AUFGABEN:
(1) Beantworte die folgenden Fragen anhand des Textes über die Ausstellung im Stadtmuseum.
(a) Wie viele Objekte befinden sich im Archiv?
(b) Aus welchem Jahrhundert stammen die Veduten?
(c) Unter welcher Überschrift hängen Werke unterschiedlichster Stilrichtungen neben- und übereinander?
(2) Gib für jede Aussage an, ob sie mit dem Text über die Ausstellung im Stadtmuseum übereinstimmt, und belege dies mit einem wörtlichen Zitat.
(a) Die Ausstellung wird an einem Sonntag eröffnet.
(b) Die historischen Karten und Pläne stammen aus dem späten 17. Jahrhundert.
(c) Dirk Meyer hat die Ausstellung mitkonzipiert.
(3) Setze den Text über die Ausstellung im Stadtmuseum nach seinem letzten Satz fort.

TEXTAUSZUG:

......

Oldenburg - Malerisch. Akkurat. Filigran. Naturalistisch. Abstrakt. Dezent. Humorvoll. Kritisch. Oldenburg hat viele Facetten.
Die schönsten, überraschendsten und bedeutsamsten wurden jetzt in einen Rahmen gefasst: „Das Bild der Stadt in der Kunst“ lautet das Motto einer Ausstellung mit Begleitprogramm im Stadtmuseum. Eröffnet wird die Schau mit historischen und aktuellen Werken an diesem Sonntag.
Ein wichtiger Aspekt ist die Stadtgeschichtliche Komponente. So sind historische Karten und Pläne aus dem frühen 16. Jahrhundert zu sehen. Gefertigt wurden sie zur damaligen Zeit von Künstlern. „Wir haben unsere Sammlung befragt und einige Entdeckungen gemacht“, sagt Stadtmuseumsleiter Andreas von Seggern. Bei 120- bis 130 000 Objekten im Archiv stolpere man immer wieder über verborgene Schätze. Ihn treibt vor allem die Frage um, wie sich der Blick aus Künstlerperspektive auf Oldenburg im Laufe der Jahrhunderte verändert hat.
„Maßgeblich“, weiß Kunstvermittler Dirk Meyer, der die Ausstellung mitkonzipiert hat und Besuchern gerne erläutert. Seine Führung leitet von den alten Stadtplänen über zu Veduten: naturgetreuen Zeichnungen aus dem 19. Jahrhundert – geprägt vom Oldenburger Klassizismus. Ein paar Schritte weiter schlagen die Epochen Purzelbäume. Unter der schlichten Überschrift „Lappan“ sind Werke unterschiedlichster Stilrichtungen neben und übereinander gehängt worden. Das Wahrzeichen der Stadt ist in expressionistischer Darstellung zu sehen, als Holzschnitt oder Cartoon – natürlich aus Hannes Merckers Feder. Als buntes Potpourri der Stile und Querschnitt der Jahrzehnte präsentiert sich auch der Hafen. Beeindruckend Andrey Gradetchlievs monochrome Malerei vom Stau. Mehr Platz für gezeichnete und gemalte Blickwinkel auf die Stadt ist Oldenburger Künstlern im Stockwerk höher eingeräumt worden.

......

Daten zur Punktlokalisierung:
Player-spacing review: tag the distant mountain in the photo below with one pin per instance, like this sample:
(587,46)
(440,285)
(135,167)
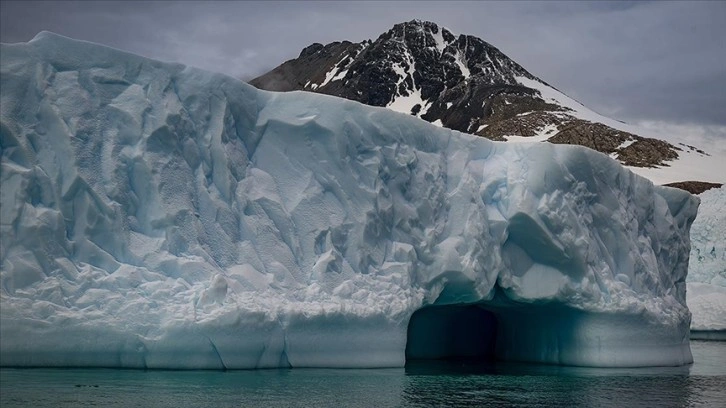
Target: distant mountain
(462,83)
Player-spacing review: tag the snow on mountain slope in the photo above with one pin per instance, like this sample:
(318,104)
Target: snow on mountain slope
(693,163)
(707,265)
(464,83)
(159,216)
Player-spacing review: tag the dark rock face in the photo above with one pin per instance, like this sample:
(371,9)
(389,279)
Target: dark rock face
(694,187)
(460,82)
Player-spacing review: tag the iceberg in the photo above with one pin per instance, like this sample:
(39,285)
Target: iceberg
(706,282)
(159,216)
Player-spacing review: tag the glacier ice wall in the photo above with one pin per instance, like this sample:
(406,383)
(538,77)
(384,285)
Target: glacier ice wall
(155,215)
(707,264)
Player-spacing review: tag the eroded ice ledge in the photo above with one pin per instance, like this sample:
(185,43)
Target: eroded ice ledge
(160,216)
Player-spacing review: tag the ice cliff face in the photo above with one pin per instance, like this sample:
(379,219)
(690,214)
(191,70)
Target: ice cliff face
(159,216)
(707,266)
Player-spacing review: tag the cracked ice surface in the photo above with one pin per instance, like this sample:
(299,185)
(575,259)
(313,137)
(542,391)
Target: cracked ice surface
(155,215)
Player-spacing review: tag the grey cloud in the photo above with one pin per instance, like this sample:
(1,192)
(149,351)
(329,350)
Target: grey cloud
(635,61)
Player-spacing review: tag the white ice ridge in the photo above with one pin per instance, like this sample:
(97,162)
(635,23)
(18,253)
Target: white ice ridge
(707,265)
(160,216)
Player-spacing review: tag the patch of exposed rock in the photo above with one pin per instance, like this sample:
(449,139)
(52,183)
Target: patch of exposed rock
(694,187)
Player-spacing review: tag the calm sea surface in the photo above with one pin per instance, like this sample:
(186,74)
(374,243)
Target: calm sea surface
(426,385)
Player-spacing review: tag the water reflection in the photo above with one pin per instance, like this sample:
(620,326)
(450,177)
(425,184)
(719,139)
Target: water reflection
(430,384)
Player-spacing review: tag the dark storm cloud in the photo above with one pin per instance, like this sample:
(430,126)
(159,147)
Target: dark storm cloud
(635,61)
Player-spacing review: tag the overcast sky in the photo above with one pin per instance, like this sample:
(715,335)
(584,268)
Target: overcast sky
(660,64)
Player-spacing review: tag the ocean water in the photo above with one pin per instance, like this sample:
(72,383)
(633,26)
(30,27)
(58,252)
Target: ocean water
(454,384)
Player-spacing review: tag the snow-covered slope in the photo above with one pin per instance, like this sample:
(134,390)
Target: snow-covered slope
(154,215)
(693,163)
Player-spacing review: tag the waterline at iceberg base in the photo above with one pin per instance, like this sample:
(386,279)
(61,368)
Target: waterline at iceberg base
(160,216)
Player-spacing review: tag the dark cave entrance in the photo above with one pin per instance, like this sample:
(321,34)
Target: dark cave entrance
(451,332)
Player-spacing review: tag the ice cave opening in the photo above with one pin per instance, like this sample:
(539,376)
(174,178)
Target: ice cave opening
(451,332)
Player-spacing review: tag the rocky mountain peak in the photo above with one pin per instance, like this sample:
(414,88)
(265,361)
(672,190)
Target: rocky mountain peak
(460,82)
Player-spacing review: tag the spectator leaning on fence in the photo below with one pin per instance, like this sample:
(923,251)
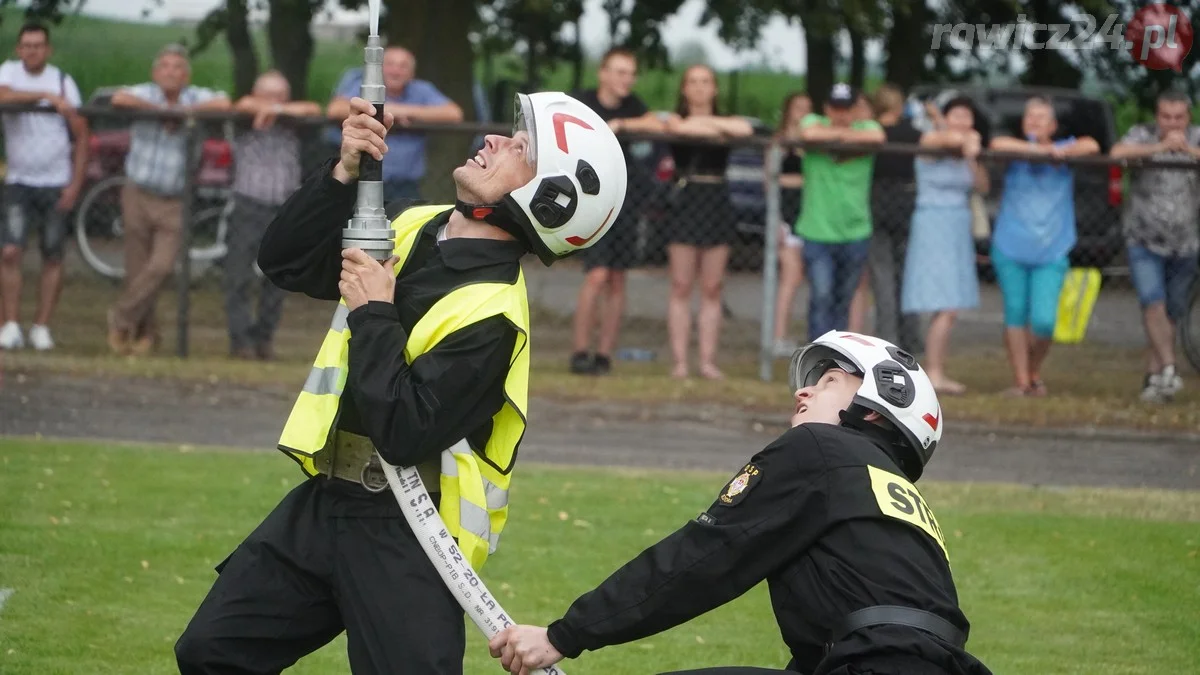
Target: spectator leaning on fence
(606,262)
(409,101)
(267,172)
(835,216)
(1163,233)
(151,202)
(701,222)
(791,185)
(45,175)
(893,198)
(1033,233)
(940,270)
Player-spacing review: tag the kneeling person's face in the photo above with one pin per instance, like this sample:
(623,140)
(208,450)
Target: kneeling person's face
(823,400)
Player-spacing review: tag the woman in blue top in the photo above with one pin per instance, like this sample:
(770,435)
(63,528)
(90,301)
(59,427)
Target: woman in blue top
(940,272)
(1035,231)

......

LÖSUNGEN DER REIHE NACH:
(1)
(a) 120- bis 130 000 Objekte
(b) Aus dem 19. Jahrhundert
(c) Unter der Überschrift „Lappan“

(2)
(a) Ja: „Eröffnet wird die Schau mit historischen und aktuellen Werken an diesem Sonntag.“
(b) Nein: „So sind historische Karten und Pläne aus dem frühen 16. Jahrhundert zu sehen.“
(c) Ja: „der die Ausstellung mitkonzipiert hat“

(3)
„Viele Künstler lassen sich von Reisen inspirieren, andere von ihrer Heimat“, sagt Dirk Meyer, während er die Treppe hinaufsteigt und auf den „Himmel über Oldenburg“ zusteuert. Die wolkige Leinwand von Gaby Onnen könnte überall sein. Für die Malerin ist es ihre Heimat. Jasper Precht assoziiert damit eine Aral-Tankstelle. Wo auch immer die steht. Etliches ist auch für Kurator Dirk Meyer schwer zu verorten. Jan Oeltjens Radierung aus den 20er-Jahren etwa lassen nur mit viel Fantasie oder Fachwissen die Baumgartenstraße erkennen. Bewusst verfremdet sind die Fotomontagen Teréz Fóthys, die die Oldenburger Künstlerin bei Baustellenarbeiten an der Wallstraße aufgenommen hat.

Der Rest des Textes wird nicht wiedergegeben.